**WHAT YOU NEED TO DO:**
Report every line of the records below that contains the word "roof", matching case exactly.

**Position annotation records:**
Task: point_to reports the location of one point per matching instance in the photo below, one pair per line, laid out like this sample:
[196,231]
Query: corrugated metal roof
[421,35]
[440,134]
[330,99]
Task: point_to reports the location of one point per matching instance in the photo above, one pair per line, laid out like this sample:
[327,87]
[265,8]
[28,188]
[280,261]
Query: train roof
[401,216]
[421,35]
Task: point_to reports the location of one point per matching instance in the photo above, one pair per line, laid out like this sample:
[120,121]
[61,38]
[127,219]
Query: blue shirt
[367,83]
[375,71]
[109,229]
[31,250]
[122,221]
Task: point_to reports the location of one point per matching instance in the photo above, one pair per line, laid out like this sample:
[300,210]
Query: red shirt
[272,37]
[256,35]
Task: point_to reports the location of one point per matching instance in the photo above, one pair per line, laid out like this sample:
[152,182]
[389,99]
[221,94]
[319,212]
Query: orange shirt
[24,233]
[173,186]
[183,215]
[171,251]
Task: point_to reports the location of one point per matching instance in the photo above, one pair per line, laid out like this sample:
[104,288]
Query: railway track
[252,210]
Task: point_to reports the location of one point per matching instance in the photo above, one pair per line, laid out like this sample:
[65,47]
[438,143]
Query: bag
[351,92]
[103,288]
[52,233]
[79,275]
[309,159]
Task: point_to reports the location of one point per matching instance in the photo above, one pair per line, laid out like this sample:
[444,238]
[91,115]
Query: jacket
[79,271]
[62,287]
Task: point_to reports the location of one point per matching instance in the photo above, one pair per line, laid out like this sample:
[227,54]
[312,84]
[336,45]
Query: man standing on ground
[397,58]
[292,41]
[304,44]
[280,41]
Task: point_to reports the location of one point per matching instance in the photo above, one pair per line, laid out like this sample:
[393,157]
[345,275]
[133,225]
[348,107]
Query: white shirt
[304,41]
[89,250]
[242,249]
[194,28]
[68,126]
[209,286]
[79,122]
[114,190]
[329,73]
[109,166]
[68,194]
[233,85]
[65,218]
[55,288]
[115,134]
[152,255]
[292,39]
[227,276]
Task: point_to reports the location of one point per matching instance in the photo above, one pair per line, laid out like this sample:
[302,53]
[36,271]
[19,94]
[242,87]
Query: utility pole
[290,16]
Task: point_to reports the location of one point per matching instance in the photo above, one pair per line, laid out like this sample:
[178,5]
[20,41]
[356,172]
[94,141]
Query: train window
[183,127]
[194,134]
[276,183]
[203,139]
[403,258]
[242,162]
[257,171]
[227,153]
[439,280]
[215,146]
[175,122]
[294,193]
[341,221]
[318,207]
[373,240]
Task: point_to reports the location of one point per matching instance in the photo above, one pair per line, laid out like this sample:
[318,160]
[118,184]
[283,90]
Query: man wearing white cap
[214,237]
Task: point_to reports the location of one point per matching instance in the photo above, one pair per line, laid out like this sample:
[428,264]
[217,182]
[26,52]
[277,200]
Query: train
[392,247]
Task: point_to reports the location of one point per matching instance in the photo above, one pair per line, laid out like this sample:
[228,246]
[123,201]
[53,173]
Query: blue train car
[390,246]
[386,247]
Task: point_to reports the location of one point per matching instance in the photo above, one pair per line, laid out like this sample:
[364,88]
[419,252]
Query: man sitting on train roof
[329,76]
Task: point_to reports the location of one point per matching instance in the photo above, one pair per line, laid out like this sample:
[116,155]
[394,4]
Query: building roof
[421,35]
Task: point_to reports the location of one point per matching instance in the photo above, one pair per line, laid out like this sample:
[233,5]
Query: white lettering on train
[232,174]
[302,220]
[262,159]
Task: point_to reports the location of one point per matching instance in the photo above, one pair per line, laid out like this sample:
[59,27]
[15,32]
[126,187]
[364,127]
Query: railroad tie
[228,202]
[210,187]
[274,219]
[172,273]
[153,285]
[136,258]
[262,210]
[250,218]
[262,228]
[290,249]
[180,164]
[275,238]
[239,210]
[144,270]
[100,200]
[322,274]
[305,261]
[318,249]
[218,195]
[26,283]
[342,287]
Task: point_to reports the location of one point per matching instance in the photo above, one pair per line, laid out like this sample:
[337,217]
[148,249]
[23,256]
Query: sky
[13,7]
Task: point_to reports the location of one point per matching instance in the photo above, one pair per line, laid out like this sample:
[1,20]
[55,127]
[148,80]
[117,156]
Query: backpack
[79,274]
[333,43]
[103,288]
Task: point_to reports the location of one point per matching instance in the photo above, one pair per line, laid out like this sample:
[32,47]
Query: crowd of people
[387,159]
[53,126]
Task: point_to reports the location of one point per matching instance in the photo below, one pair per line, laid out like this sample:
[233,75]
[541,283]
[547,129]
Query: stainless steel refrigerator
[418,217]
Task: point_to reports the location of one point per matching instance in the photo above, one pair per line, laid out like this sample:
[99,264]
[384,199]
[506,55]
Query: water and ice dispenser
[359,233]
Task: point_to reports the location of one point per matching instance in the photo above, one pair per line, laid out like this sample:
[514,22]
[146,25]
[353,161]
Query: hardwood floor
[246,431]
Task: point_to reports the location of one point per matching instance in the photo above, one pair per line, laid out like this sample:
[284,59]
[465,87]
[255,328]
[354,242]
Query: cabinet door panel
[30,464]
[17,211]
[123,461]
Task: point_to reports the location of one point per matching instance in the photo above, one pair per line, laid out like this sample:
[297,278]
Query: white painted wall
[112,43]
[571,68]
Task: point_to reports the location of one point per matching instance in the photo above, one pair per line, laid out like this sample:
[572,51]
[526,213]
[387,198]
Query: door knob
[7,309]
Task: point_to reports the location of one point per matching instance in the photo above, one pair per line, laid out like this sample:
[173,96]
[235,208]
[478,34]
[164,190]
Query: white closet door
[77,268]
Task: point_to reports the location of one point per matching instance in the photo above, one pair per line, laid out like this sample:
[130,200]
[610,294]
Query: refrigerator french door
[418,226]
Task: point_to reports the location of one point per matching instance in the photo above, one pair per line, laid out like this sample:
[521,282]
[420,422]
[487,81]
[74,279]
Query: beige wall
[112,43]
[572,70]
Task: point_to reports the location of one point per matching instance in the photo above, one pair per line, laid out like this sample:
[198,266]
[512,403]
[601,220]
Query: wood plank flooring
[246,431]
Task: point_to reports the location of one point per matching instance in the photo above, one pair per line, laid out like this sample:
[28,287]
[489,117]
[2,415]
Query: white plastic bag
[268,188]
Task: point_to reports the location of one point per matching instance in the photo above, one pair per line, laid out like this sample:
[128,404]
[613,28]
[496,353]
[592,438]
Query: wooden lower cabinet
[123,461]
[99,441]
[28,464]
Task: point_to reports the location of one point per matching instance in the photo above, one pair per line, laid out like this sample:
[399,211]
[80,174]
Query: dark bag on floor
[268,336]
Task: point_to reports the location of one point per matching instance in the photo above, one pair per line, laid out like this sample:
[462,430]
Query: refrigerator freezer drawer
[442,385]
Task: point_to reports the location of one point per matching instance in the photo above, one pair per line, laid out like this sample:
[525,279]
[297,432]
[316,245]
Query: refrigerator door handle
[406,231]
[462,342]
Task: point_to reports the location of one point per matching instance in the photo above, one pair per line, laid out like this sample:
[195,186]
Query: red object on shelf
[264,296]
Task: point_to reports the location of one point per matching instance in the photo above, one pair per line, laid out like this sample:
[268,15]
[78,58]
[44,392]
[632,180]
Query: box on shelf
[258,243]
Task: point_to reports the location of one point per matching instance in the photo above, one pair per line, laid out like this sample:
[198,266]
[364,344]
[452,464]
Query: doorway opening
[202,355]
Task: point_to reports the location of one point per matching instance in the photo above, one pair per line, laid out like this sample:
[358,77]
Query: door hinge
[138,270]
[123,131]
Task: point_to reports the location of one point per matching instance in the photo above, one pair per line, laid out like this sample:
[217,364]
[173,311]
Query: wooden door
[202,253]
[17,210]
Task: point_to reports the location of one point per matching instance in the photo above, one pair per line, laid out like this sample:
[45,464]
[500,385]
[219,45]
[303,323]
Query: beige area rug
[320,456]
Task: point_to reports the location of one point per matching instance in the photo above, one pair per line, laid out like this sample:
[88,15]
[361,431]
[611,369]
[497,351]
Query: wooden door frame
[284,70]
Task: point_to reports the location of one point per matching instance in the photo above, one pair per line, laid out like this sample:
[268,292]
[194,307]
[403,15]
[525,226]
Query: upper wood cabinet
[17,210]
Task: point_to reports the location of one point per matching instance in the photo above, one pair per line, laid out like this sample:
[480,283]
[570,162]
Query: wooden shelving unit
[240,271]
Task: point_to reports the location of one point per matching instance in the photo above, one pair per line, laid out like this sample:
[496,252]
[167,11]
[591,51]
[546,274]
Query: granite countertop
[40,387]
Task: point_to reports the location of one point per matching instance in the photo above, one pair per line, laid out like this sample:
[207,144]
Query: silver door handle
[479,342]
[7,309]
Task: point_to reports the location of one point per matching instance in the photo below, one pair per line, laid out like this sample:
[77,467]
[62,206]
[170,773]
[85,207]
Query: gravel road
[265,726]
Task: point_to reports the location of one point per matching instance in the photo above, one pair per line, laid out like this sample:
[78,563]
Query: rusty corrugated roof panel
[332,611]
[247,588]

**RIGHT ANSWER:**
Query: corrugated metal roof
Query: train roof
Query: man sitting on train roof
Query: building roof
Query: rusty corrugated roof panel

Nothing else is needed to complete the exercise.